*** Opening of EXERCISE INPUTS ***

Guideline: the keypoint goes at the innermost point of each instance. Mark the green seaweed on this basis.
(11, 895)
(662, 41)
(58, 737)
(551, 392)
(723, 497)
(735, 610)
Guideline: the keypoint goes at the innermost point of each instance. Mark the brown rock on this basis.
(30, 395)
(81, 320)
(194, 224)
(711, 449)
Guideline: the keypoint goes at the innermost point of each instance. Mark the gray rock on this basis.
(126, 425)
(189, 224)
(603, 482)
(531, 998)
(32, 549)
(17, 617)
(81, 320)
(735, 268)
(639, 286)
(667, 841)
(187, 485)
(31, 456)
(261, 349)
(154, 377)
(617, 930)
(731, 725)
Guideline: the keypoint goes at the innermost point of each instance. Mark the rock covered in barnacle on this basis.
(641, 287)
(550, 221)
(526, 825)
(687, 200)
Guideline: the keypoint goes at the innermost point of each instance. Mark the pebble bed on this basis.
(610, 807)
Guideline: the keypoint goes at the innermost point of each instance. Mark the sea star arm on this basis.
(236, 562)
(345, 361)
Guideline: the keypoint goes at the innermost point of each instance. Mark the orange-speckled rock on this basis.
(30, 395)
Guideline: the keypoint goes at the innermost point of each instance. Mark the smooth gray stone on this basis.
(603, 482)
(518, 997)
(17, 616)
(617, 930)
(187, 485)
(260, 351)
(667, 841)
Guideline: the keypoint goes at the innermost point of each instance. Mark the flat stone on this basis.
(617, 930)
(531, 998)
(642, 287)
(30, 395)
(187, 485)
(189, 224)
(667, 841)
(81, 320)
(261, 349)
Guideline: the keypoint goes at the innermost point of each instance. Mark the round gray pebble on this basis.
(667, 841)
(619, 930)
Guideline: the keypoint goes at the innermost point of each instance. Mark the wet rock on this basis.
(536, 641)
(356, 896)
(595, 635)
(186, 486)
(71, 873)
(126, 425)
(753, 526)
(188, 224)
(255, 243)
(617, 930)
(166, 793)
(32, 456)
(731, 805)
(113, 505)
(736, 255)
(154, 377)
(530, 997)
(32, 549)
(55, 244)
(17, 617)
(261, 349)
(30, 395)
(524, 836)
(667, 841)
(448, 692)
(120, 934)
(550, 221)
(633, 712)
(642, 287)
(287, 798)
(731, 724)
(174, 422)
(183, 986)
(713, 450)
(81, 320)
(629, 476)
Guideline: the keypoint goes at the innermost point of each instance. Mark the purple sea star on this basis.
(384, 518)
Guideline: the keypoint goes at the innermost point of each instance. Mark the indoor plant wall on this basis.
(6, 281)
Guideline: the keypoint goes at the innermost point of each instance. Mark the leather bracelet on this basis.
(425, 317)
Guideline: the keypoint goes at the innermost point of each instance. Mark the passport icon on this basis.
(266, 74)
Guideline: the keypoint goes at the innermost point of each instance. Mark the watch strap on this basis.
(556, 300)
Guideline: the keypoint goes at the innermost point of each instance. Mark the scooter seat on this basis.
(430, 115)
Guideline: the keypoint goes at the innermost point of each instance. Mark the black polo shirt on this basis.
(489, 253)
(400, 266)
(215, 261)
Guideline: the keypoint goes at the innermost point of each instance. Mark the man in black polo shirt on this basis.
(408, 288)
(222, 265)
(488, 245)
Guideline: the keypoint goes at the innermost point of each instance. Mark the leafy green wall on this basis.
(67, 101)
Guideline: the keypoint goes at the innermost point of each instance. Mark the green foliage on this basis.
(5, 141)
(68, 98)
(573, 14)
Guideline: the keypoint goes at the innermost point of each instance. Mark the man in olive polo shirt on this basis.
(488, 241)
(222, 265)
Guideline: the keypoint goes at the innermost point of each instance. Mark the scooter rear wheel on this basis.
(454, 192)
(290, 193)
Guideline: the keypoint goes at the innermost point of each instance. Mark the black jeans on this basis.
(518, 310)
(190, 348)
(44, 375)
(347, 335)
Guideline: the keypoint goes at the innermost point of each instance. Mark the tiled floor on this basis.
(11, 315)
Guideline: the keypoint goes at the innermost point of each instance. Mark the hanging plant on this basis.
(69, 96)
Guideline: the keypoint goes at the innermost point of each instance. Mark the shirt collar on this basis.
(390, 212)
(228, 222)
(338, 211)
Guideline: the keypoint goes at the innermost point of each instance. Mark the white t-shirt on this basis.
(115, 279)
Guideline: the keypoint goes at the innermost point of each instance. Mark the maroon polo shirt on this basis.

*** Close of EXERCISE INPUTS ***

Emit verbatim the lines running from the one with "collar on this basis." through the last line of the data, both endpoints inclusive.

**RESPONSE**
Guideline: the keypoint goes at the innermost point of each instance. Mark the shirt collar on this basis.
(390, 212)
(228, 222)
(338, 211)
Guideline: the keypoint goes at the innermost point of each instance. Mark the white t-shirt on this basis.
(115, 279)
Guideline: the keypoint goes at the innermost point of each instance. Mark the maroon polo shirt on this basis.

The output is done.